====== EXERCISE INPUT ======

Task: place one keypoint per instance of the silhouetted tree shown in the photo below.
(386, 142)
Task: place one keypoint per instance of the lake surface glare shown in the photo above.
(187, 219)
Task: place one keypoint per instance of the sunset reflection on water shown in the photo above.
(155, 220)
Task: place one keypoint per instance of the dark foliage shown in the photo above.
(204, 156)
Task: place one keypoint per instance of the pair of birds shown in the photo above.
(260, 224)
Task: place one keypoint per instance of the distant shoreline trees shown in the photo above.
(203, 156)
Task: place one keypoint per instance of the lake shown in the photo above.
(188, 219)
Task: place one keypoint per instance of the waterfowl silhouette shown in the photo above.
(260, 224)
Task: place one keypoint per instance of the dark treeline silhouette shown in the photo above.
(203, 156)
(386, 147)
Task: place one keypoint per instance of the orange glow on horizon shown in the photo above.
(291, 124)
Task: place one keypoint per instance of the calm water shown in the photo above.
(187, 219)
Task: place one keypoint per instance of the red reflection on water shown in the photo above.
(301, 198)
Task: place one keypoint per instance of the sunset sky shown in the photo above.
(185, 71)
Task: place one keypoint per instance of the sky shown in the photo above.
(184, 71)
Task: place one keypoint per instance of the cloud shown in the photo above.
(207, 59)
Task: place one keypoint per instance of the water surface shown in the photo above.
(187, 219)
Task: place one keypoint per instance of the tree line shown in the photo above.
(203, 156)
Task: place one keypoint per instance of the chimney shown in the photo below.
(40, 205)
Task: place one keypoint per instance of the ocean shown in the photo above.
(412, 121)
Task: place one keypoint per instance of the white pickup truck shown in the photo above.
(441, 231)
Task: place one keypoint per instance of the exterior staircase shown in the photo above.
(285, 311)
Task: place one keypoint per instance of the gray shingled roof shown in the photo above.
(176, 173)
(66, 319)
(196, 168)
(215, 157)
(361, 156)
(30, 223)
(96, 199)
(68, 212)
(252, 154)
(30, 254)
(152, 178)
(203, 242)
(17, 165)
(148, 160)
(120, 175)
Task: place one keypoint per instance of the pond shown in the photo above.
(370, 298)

======

# TASK PROMPT
Repeat precisely the lines of the data starting at the one containing "Task: place one keypoint per instance of the water surface", last line included.

# SOLUTION TO THE PROBLEM
Task: place one keypoint per instance of the water surface shown in the photo above.
(187, 219)
Task: place one keypoint per instance of the tree line shown in the photo above.
(203, 156)
Task: place one keypoint per instance of the chimney shown in the photo below.
(40, 205)
Task: place one keypoint per instance of the ocean shown in the photo above.
(412, 121)
Task: place one keypoint per instance of the white pickup truck shown in the photo above.
(441, 231)
Task: place one keypoint per instance of the exterior staircase shown in the photo above.
(285, 311)
Task: place one keypoint per instance of the gray shingled roof shown in the photo above.
(176, 173)
(66, 319)
(196, 168)
(215, 157)
(361, 156)
(30, 223)
(96, 199)
(68, 212)
(252, 154)
(30, 254)
(152, 178)
(203, 242)
(17, 165)
(148, 160)
(120, 175)
Task: place one keypoint per instance of the pond shown in the photo above.
(370, 298)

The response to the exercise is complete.